▶ SUPPLIED PASSAGE:
↓

Unfortunately, I didn't get to finish "Gatekeepers" before spring break ended. I usually can't get enough time together to sit and watch a few hours of anime in one sitting.. but I really do hope I can finish the series soon. It just feels a bit odd to have it sitting around with so little left and not finishing it. Though I do notice that I almost intentionally do that with books sometimes. As it gets closer and closer to the end of the book, I'm more and more hesitant to read it. In some part of my mind, I really don't want the book to end. I guess in some way, I've become attached to the characters, their lives, and what's going on. To finish the book means that this is over forever (as I rarely reread a book. I have a rather decent memory, so rereading a book just doesn't hold much appeal. I know what's happening next). Sure, it's just a book with people and events that don't exist.. but.. it still feels like more. Kinda sad, I suppose. Obviously, I rarely have this problem with the non-fictional texts I'm prone to reading (cultural studies, history books, etc). I don't think this is what's happening with "Gatekeepers". I just don't have the time to get to it. But it's still an interesting fact all the same.

Hmm.. I need to get going right about now.

Anyway, just to clear up some stuff.. I guess I'm not so worried about things with going to Japan right now. I'm not really sure why I'm not worried (as absolutely nothing's changed).. but I'm not. Maybe it'll come back. Who knows.

I'll write sometime later..!
Jason on 03.22.05 @ 11:00 AM JST [link]


Monday, March 21st

Being paranoid and stressed in the middle of the night.. not too important.

Current Sounds: Shinohara Tomoe - Ultra Relax
Currently Feeling: Complaining!

Math homework done, due in less than 12 hours. Still have my paper to write (due Tuesday) and test to study for.. but I'll do that tomorrow/tonight. At least it shouldn't be a very difficult day. Just go to class, pretend I'm paying attention, then come back. I might need to stop off at the post office, but I don't think so.

What else is up? I have stuff I can't deal with compounding onto more stuff I can't deal with, which sits right next to the pile of stuff I haven't dealt with. Well, I guess "can't" isn't a good word. I can. I'm not dead yet, so "can't" clearly isn't appropriate. However, it certainly makes day-to-day life less cheery.

↑

▶ WRITTEN TASKS:
a - Answer from the blog entry:
(i) What anime series did the writer not finish before spring break ended?
(ii) What is given under "Current Sounds"?
(iii) On what day is the writer's paper due?
b - Please set down a part of the blog entry word for word, beginning at the words "Monday, March 21st" and stopping after "life less cheery.".
Answer using only the blog entry, not the listing.

▶ RECORDS:
↓

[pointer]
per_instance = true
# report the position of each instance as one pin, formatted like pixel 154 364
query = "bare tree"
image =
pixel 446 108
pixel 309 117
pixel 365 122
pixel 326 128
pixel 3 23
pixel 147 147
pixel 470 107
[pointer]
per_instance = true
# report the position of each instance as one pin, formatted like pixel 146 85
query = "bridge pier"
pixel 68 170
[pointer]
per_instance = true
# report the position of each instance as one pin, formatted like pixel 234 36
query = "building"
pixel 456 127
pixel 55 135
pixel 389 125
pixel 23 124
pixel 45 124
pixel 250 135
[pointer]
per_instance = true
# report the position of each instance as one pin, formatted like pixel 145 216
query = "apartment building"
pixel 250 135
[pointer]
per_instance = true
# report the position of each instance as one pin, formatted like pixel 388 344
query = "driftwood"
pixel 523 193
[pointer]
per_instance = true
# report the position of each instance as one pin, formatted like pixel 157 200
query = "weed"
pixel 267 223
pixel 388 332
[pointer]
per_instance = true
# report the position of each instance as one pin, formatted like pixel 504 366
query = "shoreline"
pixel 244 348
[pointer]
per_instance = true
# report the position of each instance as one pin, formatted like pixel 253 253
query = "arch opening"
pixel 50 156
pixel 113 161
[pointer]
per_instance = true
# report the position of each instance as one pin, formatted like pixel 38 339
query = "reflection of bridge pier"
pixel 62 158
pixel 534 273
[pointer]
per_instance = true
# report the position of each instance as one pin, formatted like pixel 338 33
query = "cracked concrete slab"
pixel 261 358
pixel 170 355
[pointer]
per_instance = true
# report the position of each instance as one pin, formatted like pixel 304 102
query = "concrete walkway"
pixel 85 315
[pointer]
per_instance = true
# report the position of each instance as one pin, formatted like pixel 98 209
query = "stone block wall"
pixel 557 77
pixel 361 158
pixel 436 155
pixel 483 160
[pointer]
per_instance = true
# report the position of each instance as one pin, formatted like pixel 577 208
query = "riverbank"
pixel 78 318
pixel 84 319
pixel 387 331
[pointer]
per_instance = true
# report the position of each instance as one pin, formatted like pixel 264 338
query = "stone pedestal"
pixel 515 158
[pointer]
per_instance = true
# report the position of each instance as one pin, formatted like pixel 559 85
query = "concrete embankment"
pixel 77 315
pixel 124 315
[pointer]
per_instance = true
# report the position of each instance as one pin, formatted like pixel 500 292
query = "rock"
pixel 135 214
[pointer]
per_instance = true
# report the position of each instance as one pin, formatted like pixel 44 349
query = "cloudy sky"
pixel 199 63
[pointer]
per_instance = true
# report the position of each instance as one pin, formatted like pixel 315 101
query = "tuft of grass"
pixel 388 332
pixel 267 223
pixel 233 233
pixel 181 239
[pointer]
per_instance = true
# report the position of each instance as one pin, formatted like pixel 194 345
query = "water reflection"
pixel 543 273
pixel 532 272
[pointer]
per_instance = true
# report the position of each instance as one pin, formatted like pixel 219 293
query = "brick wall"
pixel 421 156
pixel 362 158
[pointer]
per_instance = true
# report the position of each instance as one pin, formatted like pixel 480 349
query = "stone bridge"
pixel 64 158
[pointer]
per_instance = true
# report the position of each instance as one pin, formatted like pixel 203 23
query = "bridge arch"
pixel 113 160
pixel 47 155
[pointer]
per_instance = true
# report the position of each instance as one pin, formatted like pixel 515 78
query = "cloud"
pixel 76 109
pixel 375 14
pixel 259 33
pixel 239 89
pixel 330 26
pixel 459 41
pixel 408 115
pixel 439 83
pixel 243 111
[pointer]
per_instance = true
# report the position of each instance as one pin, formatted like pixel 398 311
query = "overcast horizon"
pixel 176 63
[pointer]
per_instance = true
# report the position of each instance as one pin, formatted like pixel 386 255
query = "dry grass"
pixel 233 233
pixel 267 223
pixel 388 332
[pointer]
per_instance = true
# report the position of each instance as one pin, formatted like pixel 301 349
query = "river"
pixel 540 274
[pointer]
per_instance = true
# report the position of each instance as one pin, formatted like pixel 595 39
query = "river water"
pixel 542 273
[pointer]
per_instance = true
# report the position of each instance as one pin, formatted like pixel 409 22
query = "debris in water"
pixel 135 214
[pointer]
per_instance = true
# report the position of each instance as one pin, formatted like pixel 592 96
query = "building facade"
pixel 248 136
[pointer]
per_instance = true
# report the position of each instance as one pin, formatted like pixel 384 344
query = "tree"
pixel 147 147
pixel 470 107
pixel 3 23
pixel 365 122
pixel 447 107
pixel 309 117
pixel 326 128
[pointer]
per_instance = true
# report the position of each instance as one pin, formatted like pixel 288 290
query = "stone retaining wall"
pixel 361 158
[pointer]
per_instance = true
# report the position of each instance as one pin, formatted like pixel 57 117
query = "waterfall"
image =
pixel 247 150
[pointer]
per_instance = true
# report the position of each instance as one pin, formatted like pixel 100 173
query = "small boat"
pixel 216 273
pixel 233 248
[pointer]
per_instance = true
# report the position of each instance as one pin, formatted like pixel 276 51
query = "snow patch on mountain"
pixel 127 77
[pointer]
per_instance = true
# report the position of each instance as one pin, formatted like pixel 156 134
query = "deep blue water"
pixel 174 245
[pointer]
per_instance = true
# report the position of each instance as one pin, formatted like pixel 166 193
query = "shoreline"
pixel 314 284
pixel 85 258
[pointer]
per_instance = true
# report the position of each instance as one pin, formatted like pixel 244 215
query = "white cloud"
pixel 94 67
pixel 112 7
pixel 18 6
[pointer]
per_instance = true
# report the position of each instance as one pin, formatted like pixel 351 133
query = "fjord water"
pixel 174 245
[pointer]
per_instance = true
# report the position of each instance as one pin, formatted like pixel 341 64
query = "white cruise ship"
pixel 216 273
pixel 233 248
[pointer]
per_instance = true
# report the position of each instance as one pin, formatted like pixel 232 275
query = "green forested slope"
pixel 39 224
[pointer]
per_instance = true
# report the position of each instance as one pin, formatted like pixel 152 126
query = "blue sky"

↑

▶ EXPECTED OUTPUTS:
a -
(i) "Gatekeepers"
(ii) Shinohara Tomoe - Ultra Relax
(iii) Tuesday

b -
Monday, March 21st

Being paranoid and stressed in the middle of the night.. not too important.

Current Sounds: Shinohara Tomoe - Ultra Relax
Currently Feeling: Complaining!

Math homework done, due in less than 12 hours. Still have my paper to write (due Tuesday) and test to study for.. but I'll do that tomorrow/tonight. At least it shouldn't be a very difficult day. Just go to class, pretend I'm paying attention, then come back. I might need to stop off at the post office, but I don't think so.

What else is up? I have stuff I can't deal with compounding onto more stuff I can't deal with, which sits right next to the pile of stuff I haven't dealt with. Well, I guess "can't" isn't a good word. I can. I'm not dead yet, so "can't" clearly isn't appropriate. However, it certainly makes day-to-day life less cheery.